Problema 1 ▸ En el texto sobre prosa y poesía, ¿con qué asocian habitualmente las Poéticas al género lírico?
Problema 2 ▸ Sigue escribiendo el texto sobre prosa y poesía desde su última oración.

Pasaje extraído ▸
▼

Si pienso en lo que podríamos llamar conflictos eternos, o “extra-históricos” en términos más académicos, no voy a cometer la osadía de apelar a la muy popular dualidad yin / yang, sobre la cual mi desconocimiento es erudito. Pero seguro que pares como cuerpo y alma, cielo y tierra, naturaleza y cultura, crudo y cocido, contenido y forma, guerra y paz, lo alto y lo bajo, derecha e izquierda, estructura e historia, sincronía y diacronía, continuo y discontinuo, superficie y profundidad, y tantos otros, son todos opuestos binarios que, según multiplicidad de planteos, científicos y no tanto, se supone que nos perforan, direccionando / determinando dialécticamente nuestras vidas y muertes (otro parcito eternamente revisitado…).
El dúo prosa – poesía, en cambio, al que me voy a dedicar aquí, en principio se muestra mucho más inofensivo y parece reflejar una contraposición de menor calibre, o menos trascendente, y por lo tanto debería interesar solo a escritores o a académicos de las letras. ¿Será porque se trata sólo de un problema de géneros literarios? ¿Nos encontramos entonces frente a una cuestión que en occidente ya hace más de veinte siglos los griegos habrían despachado con gran eficiencia, agregando sin más ni más un tercero en discordia, para formar el clásico triángulo épica - lírica – teatro? En ese caso el problema no merecería ni siquiera estas breves líneas. Pero el tema no es tan sencillo. Porque en principio estamos más bien ante una complejísima cuestión lingüística. O, es más, frente a una profunda dimensión relacionada con el funcionamiento de nuestro aparato psíquico y, en consecuencia, con la configuración de nuestras relaciones con el mundo a través del pensamiento y de la mediación del lenguaje.
Habitualmente las Poéticas asocian el género lírico con la subjetividad y la consecuente expresión de emociones y sentimientos, y le contraponen polarmente el género épico (o narrativo), caracterizado por el desarrollo de series más o menos extensas de peripecias organizadas por un narrador. Pero la teoría literaria, la lingüística, el psicoanálisis y la filosofía han decidido, en el último siglo y más o menos en consonancia con mis consideraciones del párrafo anterior, que esas caracterizaciones de la doxa para nada definen en profundidad las características y diferencias de esta polaridad.

▲

(Entradas de la colección)

▼

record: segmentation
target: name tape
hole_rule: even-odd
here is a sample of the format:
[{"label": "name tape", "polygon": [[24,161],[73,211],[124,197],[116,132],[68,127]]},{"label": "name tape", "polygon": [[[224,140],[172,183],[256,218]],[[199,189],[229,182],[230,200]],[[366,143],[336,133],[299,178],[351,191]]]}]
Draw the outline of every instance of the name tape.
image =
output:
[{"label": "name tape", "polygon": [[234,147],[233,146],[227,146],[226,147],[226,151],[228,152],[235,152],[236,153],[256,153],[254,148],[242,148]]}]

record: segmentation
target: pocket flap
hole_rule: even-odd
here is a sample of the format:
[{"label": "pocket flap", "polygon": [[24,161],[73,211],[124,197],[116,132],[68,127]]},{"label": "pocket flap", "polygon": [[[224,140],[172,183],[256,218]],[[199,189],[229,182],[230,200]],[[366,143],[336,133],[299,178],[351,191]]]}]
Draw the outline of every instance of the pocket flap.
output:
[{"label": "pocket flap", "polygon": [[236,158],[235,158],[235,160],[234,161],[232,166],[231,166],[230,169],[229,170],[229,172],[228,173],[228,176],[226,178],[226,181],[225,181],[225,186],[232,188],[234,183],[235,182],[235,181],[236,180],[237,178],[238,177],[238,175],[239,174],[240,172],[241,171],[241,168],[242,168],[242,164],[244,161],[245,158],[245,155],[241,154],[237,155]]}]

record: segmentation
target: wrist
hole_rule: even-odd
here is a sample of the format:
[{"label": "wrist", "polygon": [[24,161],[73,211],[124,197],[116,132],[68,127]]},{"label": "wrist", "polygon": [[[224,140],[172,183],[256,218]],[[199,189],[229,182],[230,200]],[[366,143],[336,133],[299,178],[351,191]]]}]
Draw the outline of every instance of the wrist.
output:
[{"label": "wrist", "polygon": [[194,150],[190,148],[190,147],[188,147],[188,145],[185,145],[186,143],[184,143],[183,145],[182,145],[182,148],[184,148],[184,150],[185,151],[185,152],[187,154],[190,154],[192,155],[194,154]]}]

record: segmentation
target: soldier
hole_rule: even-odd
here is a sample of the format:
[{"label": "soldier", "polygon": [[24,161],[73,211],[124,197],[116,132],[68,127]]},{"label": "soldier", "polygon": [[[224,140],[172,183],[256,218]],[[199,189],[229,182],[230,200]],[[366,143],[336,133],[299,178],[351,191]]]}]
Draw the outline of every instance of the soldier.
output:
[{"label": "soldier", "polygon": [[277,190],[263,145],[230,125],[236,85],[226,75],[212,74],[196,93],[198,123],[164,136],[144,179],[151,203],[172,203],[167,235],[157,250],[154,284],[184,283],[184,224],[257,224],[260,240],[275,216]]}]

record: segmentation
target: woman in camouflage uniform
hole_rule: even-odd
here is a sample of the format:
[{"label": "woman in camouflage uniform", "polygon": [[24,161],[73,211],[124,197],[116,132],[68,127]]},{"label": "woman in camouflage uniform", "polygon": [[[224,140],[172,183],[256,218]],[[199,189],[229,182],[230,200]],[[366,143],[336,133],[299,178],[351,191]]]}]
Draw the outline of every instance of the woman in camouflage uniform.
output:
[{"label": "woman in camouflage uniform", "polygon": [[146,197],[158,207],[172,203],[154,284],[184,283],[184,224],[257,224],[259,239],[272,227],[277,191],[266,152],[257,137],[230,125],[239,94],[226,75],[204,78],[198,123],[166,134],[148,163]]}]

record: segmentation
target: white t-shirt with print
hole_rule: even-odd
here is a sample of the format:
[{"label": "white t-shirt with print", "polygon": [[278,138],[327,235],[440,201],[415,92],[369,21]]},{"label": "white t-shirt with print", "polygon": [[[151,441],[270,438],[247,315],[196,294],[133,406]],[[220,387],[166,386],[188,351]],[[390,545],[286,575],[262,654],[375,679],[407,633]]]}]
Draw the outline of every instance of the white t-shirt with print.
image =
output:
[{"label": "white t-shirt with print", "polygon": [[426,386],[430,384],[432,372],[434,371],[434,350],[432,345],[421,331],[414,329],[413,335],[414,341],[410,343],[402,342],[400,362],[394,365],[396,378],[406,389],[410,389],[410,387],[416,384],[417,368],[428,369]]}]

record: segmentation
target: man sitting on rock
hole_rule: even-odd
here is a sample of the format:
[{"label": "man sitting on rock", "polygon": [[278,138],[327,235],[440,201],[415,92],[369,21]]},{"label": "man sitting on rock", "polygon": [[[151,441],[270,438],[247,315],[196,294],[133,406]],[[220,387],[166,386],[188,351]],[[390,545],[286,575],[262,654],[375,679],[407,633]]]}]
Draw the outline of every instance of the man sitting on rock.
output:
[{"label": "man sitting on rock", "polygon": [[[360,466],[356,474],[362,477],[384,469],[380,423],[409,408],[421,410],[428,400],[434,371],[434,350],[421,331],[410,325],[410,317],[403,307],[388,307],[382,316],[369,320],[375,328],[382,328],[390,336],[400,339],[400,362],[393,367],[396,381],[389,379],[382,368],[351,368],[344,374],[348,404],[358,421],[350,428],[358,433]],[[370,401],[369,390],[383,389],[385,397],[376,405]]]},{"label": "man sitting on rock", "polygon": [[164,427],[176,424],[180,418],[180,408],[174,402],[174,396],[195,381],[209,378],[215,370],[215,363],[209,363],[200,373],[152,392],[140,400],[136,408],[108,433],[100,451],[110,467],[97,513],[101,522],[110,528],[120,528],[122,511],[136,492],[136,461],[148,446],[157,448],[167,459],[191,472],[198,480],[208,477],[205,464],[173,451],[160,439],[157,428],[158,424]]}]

▲

Respuesta escrita 1 ▸ Con la subjetividad y la consecuente expresión de emociones y sentimientos.

Respuesta escrita 2 ▸
Es notable, por ejemplo, que más de dos milenios del pensamiento filosófico occidental se hayan abierto y cerrado con reflexiones acerca del lugar que ocupa la poesía en relación no solo con el pensamiento, sino con lo que se dio en llamar el Ser (con mayúsculas). Pensemos sino en Arístocles, el de la amplia espalda, más conocido por su seudónimo Platón, que en los albores de la filosofía occidental postulaba expulsar de su república ideal a los poetas por mentirosos, o al menos por ser falaces y peligrosos imitadores de imitaciones. Porque para él la poesía imitaba los entes, que a su vez imitaban las ideas eternas, las que eran lo único verdadero. Por lo tanto, para su reflexión metafísica la mímesis poética implicaba la copia de una copia; no podía haber ninguna verdad en la poesía, por ser un ilusionismo que jamás tenía acceso al Ser de las cosas. La verdad, en cambio, era prosaica y residía en el pensamiento filosófico.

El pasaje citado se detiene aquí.